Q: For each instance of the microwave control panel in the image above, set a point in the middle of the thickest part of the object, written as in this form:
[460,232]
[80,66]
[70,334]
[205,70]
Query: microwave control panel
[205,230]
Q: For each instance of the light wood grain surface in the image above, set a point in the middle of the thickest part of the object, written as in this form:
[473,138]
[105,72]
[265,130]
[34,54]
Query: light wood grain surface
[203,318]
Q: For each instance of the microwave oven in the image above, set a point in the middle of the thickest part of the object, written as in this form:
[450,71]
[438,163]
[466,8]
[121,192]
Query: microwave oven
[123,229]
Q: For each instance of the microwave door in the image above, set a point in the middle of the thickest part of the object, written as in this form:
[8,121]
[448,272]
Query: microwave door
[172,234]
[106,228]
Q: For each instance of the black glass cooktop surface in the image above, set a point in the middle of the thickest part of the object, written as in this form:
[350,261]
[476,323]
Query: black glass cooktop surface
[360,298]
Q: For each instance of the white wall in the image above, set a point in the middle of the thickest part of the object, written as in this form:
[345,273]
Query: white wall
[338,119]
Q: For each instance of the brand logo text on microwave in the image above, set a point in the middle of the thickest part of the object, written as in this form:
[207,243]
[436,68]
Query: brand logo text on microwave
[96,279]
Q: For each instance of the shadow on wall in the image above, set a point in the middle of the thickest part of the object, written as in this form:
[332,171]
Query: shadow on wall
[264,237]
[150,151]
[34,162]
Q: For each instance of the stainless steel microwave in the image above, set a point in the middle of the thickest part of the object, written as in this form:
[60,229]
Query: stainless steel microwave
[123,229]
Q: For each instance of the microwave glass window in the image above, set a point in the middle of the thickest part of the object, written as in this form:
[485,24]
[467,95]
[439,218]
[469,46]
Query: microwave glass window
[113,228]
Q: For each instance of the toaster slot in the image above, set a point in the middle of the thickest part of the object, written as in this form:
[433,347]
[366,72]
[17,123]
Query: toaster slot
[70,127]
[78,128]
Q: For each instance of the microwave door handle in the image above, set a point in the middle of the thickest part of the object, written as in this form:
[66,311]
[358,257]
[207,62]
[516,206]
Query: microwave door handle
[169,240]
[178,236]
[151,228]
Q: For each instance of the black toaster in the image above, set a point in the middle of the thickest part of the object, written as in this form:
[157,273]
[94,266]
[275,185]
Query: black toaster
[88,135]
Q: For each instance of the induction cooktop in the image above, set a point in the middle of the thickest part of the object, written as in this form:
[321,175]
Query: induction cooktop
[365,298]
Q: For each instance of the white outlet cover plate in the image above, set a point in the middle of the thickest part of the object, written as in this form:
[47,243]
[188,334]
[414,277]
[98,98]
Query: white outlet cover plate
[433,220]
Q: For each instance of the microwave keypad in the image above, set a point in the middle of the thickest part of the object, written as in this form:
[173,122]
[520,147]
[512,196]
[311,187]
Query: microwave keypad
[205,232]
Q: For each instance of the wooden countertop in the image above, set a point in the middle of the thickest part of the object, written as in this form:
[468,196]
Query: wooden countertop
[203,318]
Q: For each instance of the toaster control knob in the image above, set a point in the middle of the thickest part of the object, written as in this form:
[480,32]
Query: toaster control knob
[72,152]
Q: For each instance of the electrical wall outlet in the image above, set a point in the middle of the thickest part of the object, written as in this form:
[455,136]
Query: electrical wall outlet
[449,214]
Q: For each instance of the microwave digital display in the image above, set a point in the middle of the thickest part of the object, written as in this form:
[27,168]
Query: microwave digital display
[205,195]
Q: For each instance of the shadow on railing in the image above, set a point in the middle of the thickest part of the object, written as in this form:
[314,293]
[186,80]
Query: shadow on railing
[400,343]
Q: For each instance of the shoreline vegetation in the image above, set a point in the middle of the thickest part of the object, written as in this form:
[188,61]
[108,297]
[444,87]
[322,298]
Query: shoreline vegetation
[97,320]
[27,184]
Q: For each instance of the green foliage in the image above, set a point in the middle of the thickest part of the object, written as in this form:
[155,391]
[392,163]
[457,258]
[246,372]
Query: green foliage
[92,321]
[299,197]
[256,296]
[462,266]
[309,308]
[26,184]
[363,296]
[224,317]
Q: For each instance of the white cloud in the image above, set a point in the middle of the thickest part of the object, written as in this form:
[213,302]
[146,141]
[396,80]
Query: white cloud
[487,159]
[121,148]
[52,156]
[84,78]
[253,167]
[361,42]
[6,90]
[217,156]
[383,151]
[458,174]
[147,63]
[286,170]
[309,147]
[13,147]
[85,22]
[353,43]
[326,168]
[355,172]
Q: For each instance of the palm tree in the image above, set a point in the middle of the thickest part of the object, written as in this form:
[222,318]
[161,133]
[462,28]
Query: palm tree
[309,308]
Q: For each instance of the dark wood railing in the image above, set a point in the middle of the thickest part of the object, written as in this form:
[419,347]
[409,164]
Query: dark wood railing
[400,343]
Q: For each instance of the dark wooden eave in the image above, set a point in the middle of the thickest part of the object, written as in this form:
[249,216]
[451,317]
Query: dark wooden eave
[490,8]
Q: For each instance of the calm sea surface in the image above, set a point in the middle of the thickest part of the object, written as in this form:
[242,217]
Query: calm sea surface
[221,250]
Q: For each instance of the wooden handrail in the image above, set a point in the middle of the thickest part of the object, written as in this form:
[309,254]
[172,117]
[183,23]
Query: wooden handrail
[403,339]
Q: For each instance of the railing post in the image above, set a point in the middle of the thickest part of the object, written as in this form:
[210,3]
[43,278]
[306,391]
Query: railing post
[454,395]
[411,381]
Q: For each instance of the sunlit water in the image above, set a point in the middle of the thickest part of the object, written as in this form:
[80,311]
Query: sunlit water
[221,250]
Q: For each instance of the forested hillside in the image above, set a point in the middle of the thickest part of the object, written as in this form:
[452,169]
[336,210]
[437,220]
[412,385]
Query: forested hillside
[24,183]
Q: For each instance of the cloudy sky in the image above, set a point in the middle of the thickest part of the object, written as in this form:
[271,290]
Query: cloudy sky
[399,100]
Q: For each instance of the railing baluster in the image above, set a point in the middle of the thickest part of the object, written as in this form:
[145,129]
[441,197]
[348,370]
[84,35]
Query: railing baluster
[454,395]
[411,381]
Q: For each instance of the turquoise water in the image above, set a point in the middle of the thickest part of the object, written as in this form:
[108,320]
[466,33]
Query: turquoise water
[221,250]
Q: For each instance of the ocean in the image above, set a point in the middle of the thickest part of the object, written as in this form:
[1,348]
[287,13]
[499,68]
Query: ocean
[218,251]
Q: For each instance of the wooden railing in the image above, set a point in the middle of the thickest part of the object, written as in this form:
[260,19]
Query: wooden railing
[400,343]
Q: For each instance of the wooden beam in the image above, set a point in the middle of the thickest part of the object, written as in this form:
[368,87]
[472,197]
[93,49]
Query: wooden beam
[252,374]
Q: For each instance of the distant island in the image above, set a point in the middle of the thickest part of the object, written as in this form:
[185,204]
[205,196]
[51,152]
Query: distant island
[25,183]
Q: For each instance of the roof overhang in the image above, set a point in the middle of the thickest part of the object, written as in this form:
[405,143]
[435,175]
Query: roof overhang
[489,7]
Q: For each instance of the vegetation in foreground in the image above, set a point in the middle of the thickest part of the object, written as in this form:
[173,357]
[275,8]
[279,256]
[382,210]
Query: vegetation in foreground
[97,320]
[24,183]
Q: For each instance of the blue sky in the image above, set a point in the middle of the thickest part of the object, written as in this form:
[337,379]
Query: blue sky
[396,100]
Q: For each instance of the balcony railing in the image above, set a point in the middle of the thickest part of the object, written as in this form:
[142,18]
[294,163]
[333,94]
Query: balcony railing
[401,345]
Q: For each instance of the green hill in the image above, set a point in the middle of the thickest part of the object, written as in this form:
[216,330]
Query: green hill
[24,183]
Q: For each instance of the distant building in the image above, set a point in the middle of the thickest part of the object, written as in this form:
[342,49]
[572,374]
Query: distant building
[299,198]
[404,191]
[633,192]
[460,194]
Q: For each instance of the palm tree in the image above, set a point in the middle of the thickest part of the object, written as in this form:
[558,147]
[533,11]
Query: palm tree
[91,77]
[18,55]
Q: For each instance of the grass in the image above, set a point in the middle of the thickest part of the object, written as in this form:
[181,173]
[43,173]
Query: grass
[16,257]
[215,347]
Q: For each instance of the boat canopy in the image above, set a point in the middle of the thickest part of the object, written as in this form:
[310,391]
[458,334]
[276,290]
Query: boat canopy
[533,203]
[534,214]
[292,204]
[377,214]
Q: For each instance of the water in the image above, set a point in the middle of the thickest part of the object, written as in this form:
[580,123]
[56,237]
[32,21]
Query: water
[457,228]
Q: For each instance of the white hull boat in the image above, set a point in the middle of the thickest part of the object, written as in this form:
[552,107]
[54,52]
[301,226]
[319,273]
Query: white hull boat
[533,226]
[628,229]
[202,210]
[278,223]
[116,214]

- _Exercise_
From the "Q: For each instance of the grass" line to the close of the listing, restate each line word for word.

- _The solution_
Q: For each instance of the grass in the image above, set a point in the middle of the thickest part of the object, written as in this form:
[181,173]
[43,173]
Query: grass
[16,257]
[215,347]
Q: For each instance of the boat canopy in the image above, set a point in the middle of the thickest part of the object, written as in this form:
[310,391]
[458,334]
[276,290]
Query: boat canopy
[533,203]
[534,214]
[292,204]
[377,214]
Q: For each instance of the water in the image above, set a point in the middle of the thickest part of the object, written as in this form:
[580,123]
[56,237]
[32,21]
Query: water
[457,228]
Q: For each instance of the white hull boat in the image above, set a point in the middle of the thickest part of the object, written as in this form:
[552,107]
[54,52]
[301,226]
[319,273]
Query: white hull boat
[533,226]
[628,229]
[202,210]
[278,223]
[116,214]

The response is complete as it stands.